### Text block
With attendance figures exceeding 700,000, Soundstorm faces crowd management challenges comparable to the world’s largest gatherings. The festival’s safety operations have evolved significantly since the inaugural edition, incorporating lessons learned from each year’s attendance patterns and crowd dynamics.

Security infrastructure includes perimeter control, access management at multiple entry points, real-time crowd density monitoring using camera systems and sensor technology, on-site medical facilities with ambulance capacity, and coordination with Riyadh’s emergency services. The General Entertainment Authority’s regulations require event organizers to implement all security and safety standards within entertainment venues, and Soundstorm’s compliance with these requirements is a condition of its operating license.

The festival has maintained a strong safety record across its editions, a notable achievement given the scale of the event and the relative novelty of mass festival attendance in Saudi culture. The absence of major safety incidents has reinforced public trust in large-scale entertainment events and contributed to the normalization of festival attendance.

The Future: Permanent Venue Ambitions

While MDLBEAST has not publicly announced plans for a permanent Soundstorm venue, the trajectory of the festival suggests that the annual build-and-demolish cycle in the Banban Desert may eventually give way to permanent or semi-permanent infrastructure. The $10 billion Qiddiya entertainment city, currently under construction 45 kilometers southwest of Riyadh, includes plans for concert venues and entertainment facilities that could potentially host future Soundstorm editions or related MDLBEAST events.

The King Fahd International Stadium, currently undergoing reconstruction with a target completion of 2026 and a post-renovation capacity of 70,200, could also serve as a venue for Soundstorm-adjacent events, though its stadium configuration would require significant adaptation for festival use.

More immediately, the continued expansion of Soundstorm’s stage count (from seven in 2022 to 14 in 2025) and the introduction of the four-district model suggest that future editions will continue growing in scope and complexity. MDLBEAST’s leadership has consistently described Soundstorm as a long-term cultural infrastructure investment rather than a short-term promotional campaign, and the festival’s year-over-year growth trajectory supports that characterization.

What Soundstorm Means for Riyadh

Soundstorm has fundamentally altered Riyadh’s identity in the global cultural consciousness. Before the festival, Riyadh was known internationally primarily as a business and government center — the capital of the world’s largest oil exporter. After six editions of Soundstorm, Riyadh has emerged as a credible music tourism destination that draws attendees from across Europe, the Americas, and Asia.

### Provided records
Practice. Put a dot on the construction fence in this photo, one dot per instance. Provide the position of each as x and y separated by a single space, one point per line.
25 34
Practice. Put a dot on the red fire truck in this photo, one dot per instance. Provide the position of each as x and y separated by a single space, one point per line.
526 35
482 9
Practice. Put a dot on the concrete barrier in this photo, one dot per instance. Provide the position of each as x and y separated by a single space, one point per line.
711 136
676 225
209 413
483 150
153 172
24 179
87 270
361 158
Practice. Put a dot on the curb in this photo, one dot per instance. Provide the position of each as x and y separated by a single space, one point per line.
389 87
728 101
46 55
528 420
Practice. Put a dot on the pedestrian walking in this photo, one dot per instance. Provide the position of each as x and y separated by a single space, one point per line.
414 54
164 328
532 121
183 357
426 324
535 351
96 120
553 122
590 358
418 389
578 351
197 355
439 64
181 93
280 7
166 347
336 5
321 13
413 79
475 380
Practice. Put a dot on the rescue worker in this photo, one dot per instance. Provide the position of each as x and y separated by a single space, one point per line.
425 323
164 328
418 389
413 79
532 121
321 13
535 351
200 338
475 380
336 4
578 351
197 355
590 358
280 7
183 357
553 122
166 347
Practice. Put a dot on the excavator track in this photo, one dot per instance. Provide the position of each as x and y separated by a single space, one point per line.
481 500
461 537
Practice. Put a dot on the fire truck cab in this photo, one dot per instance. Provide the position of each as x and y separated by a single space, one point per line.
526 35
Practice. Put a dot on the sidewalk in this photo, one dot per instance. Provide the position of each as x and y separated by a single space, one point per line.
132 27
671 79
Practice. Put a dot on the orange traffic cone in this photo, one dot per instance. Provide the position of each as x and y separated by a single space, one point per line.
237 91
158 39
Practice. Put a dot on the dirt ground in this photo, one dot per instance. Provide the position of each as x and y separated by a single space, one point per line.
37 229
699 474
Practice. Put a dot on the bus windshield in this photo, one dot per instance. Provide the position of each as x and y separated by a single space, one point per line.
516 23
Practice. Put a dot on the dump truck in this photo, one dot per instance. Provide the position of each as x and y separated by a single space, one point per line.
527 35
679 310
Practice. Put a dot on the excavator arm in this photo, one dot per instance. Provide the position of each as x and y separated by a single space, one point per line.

### Actions to take
1. According to the Soundstorm text, how many stages did the festival have in 2025?
2. Explain why the Soundstorm text calls the festival's safety record a notable achievement.
3. Decide whether each statement agrees with the Soundstorm text, and answer yes or no with the deciding words from the text.
(a) MDLBEAST has publicly announced plans for a permanent Soundstorm venue.
(b) Qiddiya is being built 45 kilometers southwest of Riyadh.
(c) The reconstruction of the King Fahd International Stadium is targeted for completion in 2025.

### Task-by-task solutions
1. 14

2. The record is notable because of the event's scale, with attendance exceeding 700,000. It is also notable because mass festival attendance is relatively new in Saudi culture.

3.
(a) No: "MDLBEAST has not publicly announced plans for a permanent Soundstorm venue"
(b) Yes: "currently under construction 45 kilometers southwest of Riyadh"
(c) No: "with a target completion of 2026"